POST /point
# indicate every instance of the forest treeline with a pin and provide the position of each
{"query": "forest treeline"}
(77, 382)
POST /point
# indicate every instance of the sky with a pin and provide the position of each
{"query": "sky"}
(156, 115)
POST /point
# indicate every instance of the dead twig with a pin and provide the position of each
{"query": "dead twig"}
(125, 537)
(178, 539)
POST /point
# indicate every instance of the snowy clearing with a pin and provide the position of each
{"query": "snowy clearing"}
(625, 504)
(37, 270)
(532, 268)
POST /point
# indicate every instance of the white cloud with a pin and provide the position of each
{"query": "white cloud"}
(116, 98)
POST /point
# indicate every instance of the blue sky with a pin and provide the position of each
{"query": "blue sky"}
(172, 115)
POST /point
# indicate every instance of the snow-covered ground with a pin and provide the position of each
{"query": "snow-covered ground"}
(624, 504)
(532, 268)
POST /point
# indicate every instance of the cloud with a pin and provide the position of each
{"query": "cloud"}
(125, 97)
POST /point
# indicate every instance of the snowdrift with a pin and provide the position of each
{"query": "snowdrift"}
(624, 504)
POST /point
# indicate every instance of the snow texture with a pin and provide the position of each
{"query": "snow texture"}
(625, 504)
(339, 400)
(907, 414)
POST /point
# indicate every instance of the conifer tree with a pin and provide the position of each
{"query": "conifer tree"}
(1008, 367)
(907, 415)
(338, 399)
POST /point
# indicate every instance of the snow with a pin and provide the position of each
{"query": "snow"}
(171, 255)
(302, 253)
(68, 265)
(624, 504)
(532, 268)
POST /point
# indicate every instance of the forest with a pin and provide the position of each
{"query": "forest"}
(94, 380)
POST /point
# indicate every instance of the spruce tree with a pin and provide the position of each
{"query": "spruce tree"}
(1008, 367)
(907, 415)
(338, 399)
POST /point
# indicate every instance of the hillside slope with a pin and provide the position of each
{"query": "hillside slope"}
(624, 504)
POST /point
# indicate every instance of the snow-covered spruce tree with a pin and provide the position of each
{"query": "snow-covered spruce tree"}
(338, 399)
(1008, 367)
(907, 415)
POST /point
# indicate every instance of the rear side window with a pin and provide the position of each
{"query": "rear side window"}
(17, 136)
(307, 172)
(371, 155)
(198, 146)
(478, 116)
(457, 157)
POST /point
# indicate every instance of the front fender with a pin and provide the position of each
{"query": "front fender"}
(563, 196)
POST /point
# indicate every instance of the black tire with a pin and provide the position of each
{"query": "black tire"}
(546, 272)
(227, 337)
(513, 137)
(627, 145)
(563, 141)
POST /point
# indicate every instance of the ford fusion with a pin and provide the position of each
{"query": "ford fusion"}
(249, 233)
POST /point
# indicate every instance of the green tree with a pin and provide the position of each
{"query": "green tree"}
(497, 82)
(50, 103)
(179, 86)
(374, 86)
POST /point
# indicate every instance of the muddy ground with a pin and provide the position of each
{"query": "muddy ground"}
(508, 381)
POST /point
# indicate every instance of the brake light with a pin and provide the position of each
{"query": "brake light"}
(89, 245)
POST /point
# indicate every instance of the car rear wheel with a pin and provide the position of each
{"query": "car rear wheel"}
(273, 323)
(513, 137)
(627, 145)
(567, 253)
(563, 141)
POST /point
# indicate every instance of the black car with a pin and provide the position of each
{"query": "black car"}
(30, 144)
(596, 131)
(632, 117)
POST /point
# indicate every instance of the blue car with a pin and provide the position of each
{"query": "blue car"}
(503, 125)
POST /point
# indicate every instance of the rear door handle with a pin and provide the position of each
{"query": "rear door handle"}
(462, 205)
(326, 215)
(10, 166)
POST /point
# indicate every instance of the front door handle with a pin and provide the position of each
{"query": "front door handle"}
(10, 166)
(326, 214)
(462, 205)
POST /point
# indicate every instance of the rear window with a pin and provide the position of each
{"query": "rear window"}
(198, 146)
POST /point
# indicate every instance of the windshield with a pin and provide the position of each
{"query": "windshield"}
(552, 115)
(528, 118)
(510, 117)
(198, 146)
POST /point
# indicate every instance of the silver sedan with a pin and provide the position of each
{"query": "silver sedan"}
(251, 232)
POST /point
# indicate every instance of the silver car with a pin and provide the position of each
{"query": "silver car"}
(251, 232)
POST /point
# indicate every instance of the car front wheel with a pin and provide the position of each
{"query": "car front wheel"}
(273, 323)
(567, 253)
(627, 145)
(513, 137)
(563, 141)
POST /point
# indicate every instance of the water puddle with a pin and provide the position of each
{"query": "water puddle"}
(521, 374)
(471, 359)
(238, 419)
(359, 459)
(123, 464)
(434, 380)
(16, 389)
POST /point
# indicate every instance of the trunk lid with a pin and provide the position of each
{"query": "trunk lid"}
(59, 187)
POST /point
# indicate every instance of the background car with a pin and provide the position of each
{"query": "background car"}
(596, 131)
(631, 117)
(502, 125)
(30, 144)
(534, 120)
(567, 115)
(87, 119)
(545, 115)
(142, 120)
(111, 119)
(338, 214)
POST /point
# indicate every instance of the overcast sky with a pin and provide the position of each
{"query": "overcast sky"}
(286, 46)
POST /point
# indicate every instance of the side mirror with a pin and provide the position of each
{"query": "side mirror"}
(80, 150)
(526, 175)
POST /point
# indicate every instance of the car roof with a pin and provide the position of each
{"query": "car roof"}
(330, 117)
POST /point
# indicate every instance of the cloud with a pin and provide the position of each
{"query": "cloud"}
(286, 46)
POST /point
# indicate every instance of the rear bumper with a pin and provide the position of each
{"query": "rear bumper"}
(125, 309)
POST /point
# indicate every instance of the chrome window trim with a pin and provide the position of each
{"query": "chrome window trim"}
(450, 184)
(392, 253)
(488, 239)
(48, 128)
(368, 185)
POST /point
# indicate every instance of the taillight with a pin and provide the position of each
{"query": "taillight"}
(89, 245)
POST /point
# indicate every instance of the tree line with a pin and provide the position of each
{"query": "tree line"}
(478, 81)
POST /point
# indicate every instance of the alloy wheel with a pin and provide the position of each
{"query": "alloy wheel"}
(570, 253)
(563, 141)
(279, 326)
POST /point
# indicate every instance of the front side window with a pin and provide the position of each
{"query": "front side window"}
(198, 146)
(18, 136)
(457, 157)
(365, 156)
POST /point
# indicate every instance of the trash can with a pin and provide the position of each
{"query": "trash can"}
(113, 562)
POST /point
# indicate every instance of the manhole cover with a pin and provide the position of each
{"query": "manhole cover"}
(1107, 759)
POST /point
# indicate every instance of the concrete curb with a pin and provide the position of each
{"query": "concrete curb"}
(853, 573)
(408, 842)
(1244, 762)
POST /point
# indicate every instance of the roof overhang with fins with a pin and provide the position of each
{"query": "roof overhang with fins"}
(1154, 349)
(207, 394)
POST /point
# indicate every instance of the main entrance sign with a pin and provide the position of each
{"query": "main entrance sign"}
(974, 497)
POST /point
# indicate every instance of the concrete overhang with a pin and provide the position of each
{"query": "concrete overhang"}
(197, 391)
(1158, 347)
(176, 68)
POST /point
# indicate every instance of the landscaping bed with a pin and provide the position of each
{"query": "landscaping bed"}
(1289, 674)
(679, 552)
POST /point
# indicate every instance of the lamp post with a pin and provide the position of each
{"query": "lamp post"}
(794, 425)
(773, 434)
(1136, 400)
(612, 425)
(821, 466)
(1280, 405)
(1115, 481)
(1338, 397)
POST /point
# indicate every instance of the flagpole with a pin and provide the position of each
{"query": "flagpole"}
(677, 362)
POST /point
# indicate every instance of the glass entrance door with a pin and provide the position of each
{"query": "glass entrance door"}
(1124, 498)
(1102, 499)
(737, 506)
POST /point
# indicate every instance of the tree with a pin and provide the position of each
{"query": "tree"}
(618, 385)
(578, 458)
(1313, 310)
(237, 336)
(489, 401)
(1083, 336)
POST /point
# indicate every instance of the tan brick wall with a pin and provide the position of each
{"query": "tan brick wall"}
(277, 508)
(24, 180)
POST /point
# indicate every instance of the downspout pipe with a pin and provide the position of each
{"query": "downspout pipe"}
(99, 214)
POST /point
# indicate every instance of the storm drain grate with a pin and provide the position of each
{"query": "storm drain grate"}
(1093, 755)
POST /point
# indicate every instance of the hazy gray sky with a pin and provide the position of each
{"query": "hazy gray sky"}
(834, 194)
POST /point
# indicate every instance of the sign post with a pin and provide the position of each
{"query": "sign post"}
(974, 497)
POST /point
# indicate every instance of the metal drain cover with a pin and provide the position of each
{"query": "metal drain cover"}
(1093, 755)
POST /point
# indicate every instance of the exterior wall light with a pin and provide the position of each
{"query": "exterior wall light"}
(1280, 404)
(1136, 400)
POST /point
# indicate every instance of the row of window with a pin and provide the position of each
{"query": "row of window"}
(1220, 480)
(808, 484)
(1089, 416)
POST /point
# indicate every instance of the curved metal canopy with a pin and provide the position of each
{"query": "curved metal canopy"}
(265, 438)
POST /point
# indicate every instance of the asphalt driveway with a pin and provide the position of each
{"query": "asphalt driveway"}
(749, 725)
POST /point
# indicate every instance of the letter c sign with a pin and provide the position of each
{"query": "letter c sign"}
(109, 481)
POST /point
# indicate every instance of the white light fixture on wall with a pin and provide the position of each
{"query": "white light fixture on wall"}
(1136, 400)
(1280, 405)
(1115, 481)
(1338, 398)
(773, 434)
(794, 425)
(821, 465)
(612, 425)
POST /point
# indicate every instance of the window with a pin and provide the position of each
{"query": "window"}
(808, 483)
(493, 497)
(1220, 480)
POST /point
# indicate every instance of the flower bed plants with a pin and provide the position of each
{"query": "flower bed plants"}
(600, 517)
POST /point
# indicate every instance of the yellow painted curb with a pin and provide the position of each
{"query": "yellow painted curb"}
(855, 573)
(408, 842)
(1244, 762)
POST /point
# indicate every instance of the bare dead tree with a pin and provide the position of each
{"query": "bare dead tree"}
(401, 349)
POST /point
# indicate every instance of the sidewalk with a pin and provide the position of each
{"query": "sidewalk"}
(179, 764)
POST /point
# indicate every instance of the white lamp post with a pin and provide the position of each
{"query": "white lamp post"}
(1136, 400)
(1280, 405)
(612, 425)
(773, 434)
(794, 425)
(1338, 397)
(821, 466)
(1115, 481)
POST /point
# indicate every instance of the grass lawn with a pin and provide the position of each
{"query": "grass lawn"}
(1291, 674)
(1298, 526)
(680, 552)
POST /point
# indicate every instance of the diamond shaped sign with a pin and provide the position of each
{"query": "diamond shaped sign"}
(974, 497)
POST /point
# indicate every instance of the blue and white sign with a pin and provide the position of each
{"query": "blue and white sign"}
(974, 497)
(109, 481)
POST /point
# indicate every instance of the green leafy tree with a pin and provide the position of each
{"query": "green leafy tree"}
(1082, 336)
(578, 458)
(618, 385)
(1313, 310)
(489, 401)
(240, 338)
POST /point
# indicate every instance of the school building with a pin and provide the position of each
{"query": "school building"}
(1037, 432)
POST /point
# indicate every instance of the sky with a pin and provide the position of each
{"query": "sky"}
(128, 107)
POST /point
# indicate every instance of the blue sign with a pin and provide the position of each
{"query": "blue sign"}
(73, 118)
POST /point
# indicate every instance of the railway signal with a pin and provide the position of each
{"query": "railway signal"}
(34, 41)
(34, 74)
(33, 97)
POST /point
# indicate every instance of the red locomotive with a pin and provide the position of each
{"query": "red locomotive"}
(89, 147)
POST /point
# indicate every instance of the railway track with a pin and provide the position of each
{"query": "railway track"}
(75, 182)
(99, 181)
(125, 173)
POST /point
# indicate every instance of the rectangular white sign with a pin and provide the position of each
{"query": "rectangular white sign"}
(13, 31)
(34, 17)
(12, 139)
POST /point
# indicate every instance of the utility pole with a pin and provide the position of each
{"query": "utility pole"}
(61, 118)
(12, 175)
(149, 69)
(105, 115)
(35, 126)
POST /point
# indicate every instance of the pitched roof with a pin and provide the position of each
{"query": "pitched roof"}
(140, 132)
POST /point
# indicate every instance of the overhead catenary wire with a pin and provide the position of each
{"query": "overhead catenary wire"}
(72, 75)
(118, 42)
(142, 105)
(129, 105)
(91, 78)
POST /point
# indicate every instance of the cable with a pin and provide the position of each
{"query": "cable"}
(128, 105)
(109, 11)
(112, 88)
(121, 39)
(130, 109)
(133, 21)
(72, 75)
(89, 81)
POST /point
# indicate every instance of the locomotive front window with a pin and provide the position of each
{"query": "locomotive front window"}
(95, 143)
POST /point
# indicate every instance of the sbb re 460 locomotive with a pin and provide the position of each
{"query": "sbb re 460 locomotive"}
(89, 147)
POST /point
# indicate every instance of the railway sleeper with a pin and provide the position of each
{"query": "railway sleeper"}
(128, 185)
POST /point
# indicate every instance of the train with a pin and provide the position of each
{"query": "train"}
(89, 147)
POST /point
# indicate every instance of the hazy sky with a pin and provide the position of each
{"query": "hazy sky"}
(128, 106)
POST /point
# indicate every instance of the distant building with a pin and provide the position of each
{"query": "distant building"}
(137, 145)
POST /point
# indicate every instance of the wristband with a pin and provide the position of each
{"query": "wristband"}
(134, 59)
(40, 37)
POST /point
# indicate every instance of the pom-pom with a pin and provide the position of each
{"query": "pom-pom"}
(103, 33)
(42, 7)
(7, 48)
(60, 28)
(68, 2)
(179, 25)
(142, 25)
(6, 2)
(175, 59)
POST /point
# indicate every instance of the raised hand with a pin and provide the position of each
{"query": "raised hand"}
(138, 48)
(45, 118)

▶ GOAL OF THE EXERCISE
The range runs from the line with "# indicate every instance of the grass" up to and including the line with "# indicate every instance of the diamond" in the listing above; please write out exactly those lines and nothing more.

▶ EXERCISE SOLUTION
# indicate every instance of the grass lawn with a pin and provide the position of each
{"query": "grass lawn"}
(1291, 674)
(1298, 526)
(680, 552)
POST /point
# indicate every instance of the diamond shaped sign with a pin and provide the position of each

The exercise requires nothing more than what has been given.